Dataset rows
— Start —

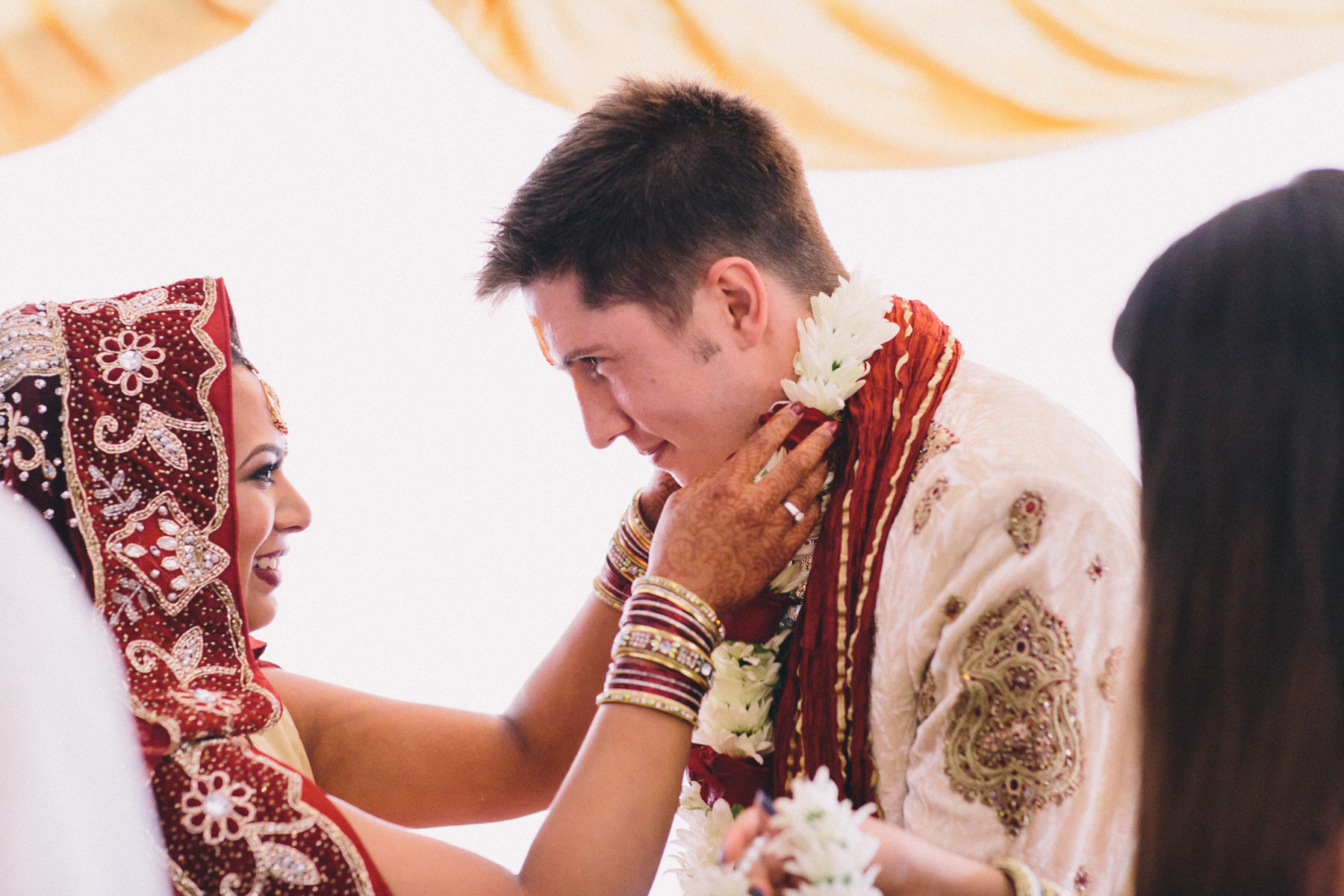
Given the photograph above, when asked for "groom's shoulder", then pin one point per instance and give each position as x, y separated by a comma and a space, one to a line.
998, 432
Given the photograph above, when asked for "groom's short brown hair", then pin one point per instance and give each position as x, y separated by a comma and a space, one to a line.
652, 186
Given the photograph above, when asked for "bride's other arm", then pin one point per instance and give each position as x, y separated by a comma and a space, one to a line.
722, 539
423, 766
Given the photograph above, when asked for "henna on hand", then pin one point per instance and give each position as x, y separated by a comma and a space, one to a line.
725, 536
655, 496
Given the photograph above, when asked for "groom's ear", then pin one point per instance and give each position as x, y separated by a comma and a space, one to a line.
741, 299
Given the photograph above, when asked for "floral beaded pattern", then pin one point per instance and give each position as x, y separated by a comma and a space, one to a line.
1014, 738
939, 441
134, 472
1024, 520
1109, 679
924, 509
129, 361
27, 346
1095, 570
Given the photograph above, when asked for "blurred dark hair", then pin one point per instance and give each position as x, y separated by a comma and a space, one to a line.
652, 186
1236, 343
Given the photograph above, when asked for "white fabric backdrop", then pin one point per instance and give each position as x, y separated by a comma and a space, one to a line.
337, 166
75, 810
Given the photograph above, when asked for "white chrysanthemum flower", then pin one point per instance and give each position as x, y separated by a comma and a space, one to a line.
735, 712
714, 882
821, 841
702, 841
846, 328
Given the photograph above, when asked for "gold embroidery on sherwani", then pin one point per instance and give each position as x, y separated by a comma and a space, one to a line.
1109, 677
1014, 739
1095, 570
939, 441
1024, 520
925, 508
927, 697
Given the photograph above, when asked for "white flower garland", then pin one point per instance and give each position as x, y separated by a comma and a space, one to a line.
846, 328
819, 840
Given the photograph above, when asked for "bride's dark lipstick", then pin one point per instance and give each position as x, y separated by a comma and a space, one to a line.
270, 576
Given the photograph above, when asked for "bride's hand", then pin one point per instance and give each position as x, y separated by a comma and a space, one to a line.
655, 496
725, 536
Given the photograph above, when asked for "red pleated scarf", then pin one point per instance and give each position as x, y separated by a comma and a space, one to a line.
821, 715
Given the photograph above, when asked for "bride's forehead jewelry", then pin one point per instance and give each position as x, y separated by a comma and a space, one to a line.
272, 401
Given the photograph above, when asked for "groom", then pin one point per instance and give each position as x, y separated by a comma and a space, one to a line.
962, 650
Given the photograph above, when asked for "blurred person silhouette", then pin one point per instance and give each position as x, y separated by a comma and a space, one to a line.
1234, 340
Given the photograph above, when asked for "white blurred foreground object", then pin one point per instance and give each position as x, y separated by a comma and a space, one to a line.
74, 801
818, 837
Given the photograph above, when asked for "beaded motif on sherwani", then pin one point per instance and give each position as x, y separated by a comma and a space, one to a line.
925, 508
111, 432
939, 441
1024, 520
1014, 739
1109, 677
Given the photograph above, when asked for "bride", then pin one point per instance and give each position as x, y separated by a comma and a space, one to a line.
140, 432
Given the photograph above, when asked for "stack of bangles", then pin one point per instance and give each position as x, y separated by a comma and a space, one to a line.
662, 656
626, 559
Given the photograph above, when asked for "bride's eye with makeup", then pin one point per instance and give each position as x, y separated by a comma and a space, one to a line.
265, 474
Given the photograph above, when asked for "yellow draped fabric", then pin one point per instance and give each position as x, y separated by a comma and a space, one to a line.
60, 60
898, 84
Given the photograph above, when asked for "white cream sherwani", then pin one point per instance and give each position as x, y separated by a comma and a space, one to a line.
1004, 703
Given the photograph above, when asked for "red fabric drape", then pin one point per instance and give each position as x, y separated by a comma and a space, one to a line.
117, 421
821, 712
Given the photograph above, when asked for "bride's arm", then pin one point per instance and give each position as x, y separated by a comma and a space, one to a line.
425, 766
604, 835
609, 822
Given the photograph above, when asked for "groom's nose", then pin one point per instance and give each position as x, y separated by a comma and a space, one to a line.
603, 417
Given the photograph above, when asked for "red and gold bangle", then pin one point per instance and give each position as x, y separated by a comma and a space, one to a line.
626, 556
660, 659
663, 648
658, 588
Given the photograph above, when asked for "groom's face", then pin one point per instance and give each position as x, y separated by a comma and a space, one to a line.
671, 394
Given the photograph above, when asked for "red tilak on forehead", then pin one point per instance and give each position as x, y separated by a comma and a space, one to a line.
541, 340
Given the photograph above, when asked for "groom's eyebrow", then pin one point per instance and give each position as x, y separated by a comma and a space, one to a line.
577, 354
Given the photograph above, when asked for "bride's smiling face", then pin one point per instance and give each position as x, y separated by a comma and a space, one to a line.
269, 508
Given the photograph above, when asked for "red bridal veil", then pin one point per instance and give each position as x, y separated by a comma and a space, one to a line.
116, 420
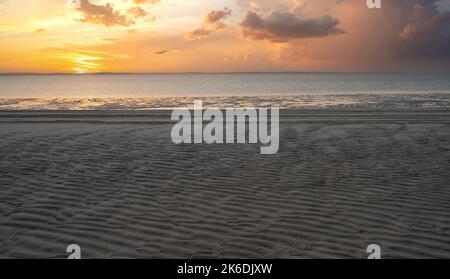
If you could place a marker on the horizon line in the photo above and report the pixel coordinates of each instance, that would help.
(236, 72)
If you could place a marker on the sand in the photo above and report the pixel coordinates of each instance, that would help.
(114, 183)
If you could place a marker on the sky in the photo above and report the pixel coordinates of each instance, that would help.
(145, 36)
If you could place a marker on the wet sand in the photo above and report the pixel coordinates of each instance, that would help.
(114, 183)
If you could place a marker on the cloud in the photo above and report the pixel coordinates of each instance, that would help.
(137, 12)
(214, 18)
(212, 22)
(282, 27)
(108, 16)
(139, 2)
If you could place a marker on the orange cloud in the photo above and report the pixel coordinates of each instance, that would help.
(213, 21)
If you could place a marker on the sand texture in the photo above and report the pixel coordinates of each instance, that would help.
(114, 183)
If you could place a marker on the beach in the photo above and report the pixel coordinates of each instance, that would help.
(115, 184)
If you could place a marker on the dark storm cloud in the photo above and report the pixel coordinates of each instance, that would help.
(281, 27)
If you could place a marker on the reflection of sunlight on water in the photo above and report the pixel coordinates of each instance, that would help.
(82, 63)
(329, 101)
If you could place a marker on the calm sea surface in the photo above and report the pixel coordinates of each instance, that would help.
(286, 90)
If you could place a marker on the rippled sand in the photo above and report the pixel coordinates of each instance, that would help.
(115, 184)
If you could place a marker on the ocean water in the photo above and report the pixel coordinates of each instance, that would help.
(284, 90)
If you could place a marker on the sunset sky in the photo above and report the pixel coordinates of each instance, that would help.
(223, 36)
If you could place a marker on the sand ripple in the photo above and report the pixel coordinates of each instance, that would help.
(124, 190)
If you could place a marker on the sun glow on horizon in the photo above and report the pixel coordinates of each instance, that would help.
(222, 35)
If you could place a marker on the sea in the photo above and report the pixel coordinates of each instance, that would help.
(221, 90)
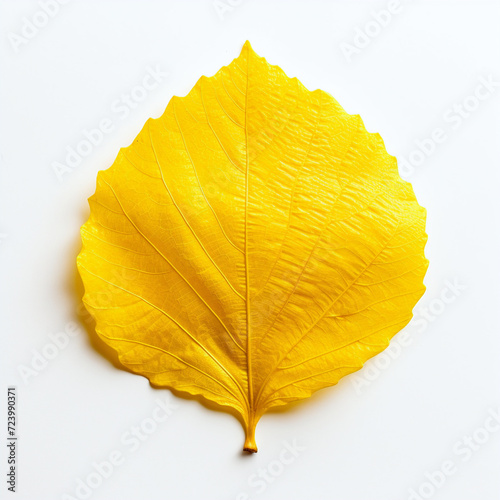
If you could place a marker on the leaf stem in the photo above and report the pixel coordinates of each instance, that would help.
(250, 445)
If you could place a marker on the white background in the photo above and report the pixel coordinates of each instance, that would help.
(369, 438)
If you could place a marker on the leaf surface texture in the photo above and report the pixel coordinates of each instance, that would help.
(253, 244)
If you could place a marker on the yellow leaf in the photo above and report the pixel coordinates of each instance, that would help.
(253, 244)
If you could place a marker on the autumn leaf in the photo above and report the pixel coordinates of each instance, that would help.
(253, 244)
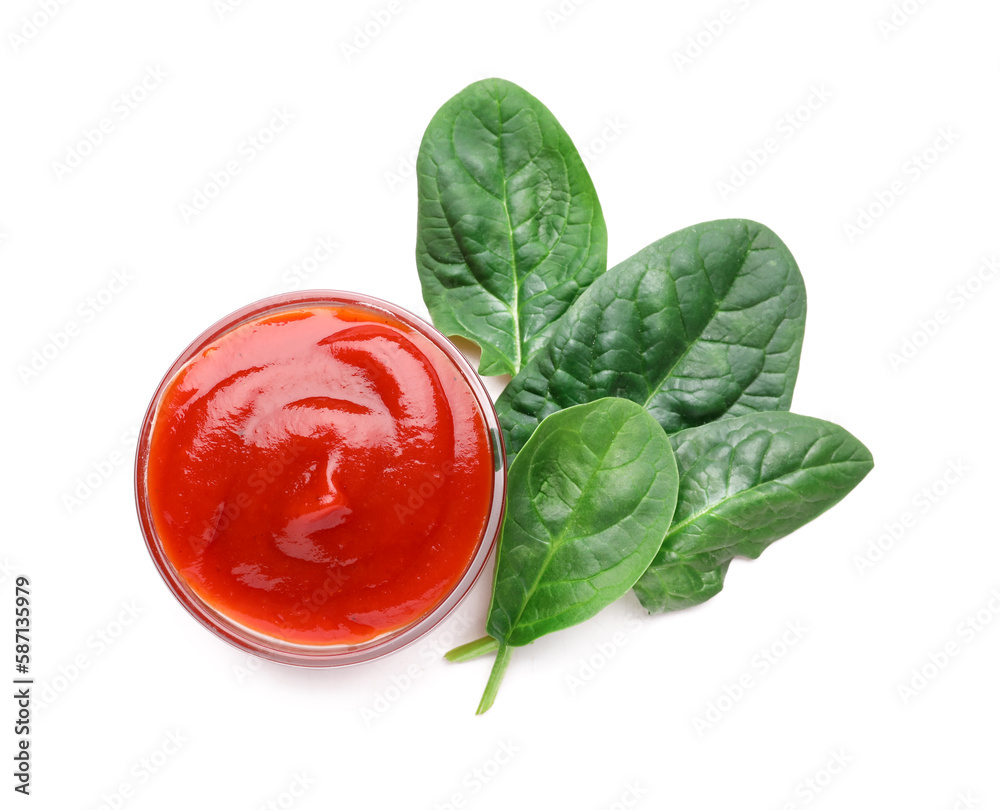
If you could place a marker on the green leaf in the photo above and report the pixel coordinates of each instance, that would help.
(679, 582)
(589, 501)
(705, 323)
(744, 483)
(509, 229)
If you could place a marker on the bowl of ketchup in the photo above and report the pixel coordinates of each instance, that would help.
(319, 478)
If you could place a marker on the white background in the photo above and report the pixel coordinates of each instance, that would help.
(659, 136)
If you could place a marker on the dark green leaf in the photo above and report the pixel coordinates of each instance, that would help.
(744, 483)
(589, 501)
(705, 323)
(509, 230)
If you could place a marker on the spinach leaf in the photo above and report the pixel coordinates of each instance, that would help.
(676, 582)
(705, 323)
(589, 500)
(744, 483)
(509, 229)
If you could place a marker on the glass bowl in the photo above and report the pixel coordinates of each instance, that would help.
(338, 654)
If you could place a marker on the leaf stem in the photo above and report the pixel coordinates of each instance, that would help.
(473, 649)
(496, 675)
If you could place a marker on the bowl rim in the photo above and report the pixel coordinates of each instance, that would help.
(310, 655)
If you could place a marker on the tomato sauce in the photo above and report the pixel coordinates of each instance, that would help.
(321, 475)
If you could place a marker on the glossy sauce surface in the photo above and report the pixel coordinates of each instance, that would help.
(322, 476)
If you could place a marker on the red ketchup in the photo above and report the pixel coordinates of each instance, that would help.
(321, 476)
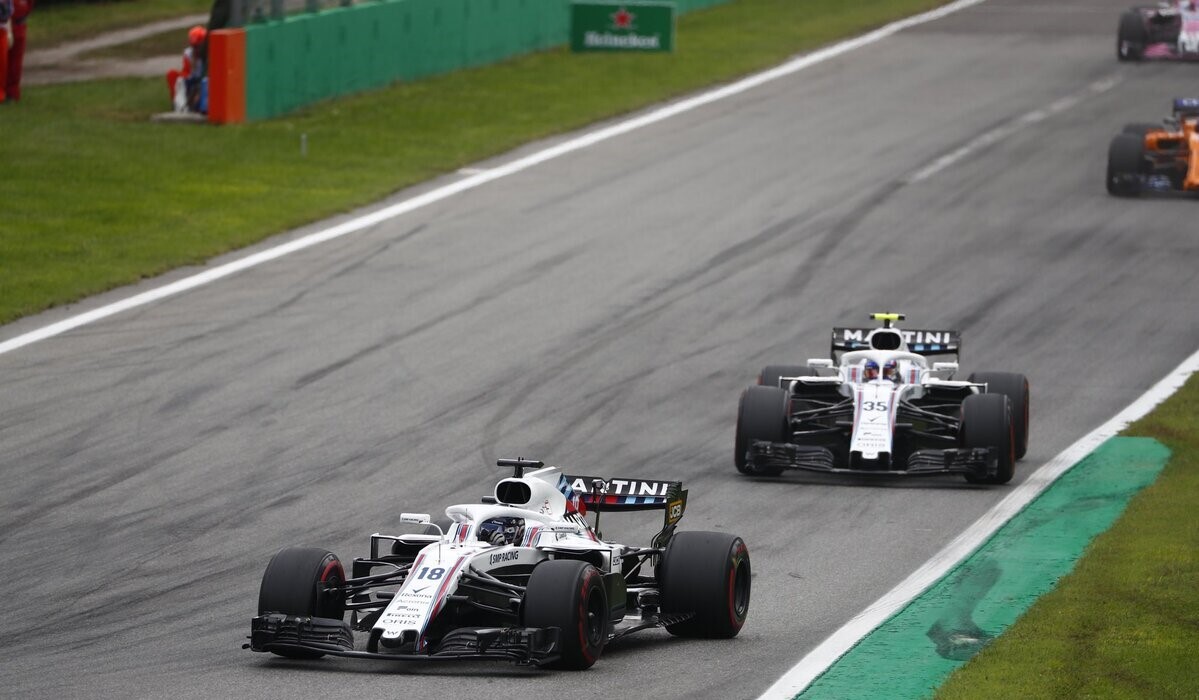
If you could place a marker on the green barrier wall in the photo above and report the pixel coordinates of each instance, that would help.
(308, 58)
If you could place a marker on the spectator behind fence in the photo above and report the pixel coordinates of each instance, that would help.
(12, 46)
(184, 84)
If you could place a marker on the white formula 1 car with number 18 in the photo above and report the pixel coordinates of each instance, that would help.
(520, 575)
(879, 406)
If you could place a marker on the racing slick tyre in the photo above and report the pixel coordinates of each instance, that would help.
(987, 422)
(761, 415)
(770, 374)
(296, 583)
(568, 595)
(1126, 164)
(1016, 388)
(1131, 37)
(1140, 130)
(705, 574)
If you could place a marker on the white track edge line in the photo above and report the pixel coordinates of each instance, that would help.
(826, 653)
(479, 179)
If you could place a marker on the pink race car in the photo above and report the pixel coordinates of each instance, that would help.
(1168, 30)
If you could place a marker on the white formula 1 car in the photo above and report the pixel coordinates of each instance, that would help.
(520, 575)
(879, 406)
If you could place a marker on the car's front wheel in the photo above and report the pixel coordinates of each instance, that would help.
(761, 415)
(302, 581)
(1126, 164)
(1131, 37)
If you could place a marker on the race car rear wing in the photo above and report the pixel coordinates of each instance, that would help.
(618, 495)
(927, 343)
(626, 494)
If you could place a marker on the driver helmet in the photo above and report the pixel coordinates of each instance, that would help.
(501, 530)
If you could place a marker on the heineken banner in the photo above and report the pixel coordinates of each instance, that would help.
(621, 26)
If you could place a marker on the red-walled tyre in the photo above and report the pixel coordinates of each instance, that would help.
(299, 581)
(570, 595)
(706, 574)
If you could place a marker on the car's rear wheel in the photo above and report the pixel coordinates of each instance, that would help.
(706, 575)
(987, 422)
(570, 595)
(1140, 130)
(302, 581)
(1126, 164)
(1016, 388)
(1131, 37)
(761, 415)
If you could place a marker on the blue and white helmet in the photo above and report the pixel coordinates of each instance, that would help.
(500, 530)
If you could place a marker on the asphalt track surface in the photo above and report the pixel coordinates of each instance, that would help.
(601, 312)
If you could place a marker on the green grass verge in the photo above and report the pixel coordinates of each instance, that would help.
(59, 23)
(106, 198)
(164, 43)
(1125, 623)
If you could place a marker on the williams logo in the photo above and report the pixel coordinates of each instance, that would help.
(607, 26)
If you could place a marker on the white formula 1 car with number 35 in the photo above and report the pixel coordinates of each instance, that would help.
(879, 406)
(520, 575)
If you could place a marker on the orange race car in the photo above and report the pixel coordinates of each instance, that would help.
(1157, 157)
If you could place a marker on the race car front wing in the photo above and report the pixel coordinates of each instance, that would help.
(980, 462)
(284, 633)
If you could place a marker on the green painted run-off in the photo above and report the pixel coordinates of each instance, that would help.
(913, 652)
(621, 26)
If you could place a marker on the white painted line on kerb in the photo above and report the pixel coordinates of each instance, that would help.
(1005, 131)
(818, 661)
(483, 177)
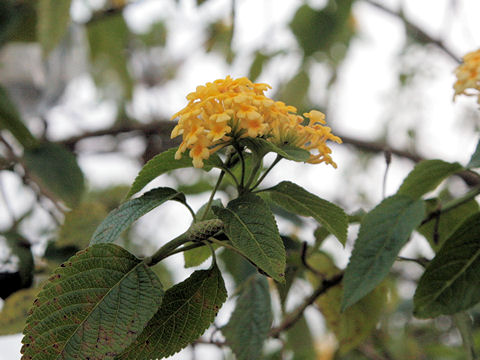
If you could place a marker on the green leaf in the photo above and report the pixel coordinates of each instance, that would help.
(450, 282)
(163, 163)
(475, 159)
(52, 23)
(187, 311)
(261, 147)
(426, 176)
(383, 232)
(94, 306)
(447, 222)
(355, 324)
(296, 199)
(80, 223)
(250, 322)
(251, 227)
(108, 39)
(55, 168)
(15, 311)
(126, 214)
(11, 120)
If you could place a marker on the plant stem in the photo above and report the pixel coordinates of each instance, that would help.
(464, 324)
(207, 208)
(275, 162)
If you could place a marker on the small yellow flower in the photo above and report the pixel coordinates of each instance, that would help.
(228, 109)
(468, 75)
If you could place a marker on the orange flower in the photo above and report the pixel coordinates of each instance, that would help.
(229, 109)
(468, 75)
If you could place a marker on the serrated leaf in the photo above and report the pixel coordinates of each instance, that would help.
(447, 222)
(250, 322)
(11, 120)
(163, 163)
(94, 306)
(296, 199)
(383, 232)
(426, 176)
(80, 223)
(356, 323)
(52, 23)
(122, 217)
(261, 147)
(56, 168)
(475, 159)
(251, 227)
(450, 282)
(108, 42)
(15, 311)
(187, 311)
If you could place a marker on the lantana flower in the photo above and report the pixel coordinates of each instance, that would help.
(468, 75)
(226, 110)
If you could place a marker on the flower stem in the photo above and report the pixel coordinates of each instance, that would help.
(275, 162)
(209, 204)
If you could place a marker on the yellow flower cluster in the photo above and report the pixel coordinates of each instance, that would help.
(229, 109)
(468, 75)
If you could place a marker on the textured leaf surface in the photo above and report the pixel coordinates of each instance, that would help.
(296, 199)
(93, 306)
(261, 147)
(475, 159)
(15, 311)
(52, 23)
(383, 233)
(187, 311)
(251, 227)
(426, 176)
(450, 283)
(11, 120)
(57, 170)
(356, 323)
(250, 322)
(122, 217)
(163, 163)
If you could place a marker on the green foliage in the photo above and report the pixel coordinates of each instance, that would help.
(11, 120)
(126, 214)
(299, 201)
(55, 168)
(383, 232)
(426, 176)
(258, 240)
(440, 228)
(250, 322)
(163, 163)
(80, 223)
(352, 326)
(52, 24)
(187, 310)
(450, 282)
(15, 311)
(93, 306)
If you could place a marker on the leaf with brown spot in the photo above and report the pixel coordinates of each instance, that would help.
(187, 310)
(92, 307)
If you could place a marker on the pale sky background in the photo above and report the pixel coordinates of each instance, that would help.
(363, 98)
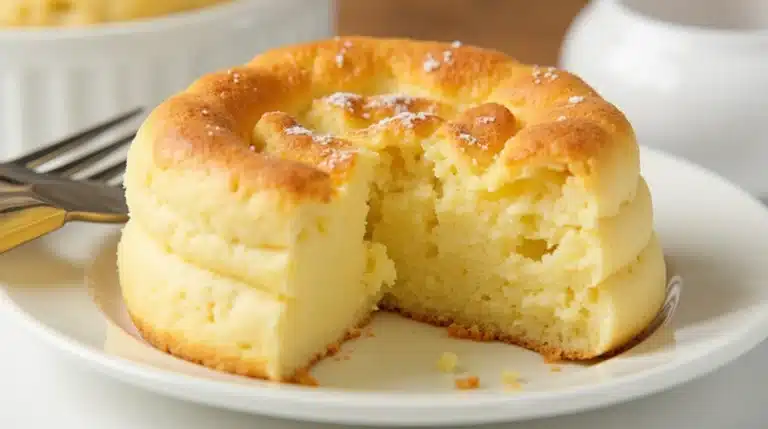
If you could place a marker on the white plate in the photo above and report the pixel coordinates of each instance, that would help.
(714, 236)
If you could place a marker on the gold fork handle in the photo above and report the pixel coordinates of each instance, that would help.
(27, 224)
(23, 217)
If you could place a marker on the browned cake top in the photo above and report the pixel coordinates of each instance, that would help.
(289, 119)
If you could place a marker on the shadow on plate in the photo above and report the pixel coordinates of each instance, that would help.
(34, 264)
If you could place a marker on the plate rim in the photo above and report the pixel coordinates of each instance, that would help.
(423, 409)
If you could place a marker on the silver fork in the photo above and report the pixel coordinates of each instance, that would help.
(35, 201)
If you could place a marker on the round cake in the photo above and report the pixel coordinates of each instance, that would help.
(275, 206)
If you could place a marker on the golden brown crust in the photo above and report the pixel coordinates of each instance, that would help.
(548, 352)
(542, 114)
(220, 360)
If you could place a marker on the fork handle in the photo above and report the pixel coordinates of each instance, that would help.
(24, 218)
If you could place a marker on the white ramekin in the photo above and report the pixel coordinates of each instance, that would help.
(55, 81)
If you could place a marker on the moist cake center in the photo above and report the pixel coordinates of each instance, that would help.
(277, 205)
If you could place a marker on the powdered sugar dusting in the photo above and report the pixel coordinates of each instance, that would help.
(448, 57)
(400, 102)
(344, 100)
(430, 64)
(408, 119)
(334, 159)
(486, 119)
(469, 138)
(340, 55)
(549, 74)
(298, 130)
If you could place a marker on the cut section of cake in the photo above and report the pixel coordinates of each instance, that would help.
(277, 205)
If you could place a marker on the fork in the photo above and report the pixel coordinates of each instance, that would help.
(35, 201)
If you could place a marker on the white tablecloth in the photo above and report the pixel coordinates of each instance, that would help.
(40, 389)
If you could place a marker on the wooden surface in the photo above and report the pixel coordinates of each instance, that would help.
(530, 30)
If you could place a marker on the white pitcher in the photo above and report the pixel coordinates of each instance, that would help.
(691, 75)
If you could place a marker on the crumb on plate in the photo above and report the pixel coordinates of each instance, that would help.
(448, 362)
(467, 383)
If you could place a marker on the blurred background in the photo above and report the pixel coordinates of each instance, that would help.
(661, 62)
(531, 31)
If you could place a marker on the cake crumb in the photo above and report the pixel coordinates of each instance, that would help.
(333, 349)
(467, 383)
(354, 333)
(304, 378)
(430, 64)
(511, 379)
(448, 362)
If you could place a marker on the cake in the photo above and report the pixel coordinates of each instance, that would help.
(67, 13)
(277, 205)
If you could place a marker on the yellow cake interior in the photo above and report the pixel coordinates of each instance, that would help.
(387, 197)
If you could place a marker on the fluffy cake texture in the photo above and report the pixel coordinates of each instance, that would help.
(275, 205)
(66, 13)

— End —

TASK TO COMPLETE: Copy out, word for word, the part of the records above that begins with the line containing "If you could place a marker on the car's front" and ends with the line containing "(1125, 623)", both of those lines included.

ANSWER TO THIS EXERCISE:
If you could place a marker on the car's front wheel in the photo above and report the pixel coordinates of each instance, that would help.
(761, 415)
(302, 581)
(1126, 164)
(1131, 37)
If you could place a marker on the race car rear wing in the photo above and report the pixel coordinates of each instance, that would help.
(618, 495)
(927, 343)
(626, 494)
If you could place a marker on the driver helmet in the photo above and report the pixel coordinates of each instance, that would help.
(501, 530)
If you could place a marker on the heineken banner in the photo above and report the pixel coordinates of each instance, that would help.
(621, 26)
If you could place a marker on the red-walled tyre in the photo above and report the pixel coordinates of each instance, that would help.
(299, 581)
(570, 595)
(706, 574)
If you could place a marker on the car's rear wheel in the photo above and report the pixel coordinates of each instance, that would help.
(706, 575)
(987, 422)
(570, 595)
(1140, 130)
(302, 581)
(1126, 164)
(1016, 388)
(1131, 37)
(761, 415)
If you could place a marker on the blue and white helmet in the photo above and report the pixel coordinates of each instance, that would help.
(500, 530)
If you could place a marker on the asphalt track surface in the photo above and report the pixel coordinates of each instance, that would help.
(601, 312)
If you could place a marker on the green grass verge in the photo above and report the pixel coordinates of each instance, that would help.
(59, 23)
(106, 198)
(164, 43)
(1125, 623)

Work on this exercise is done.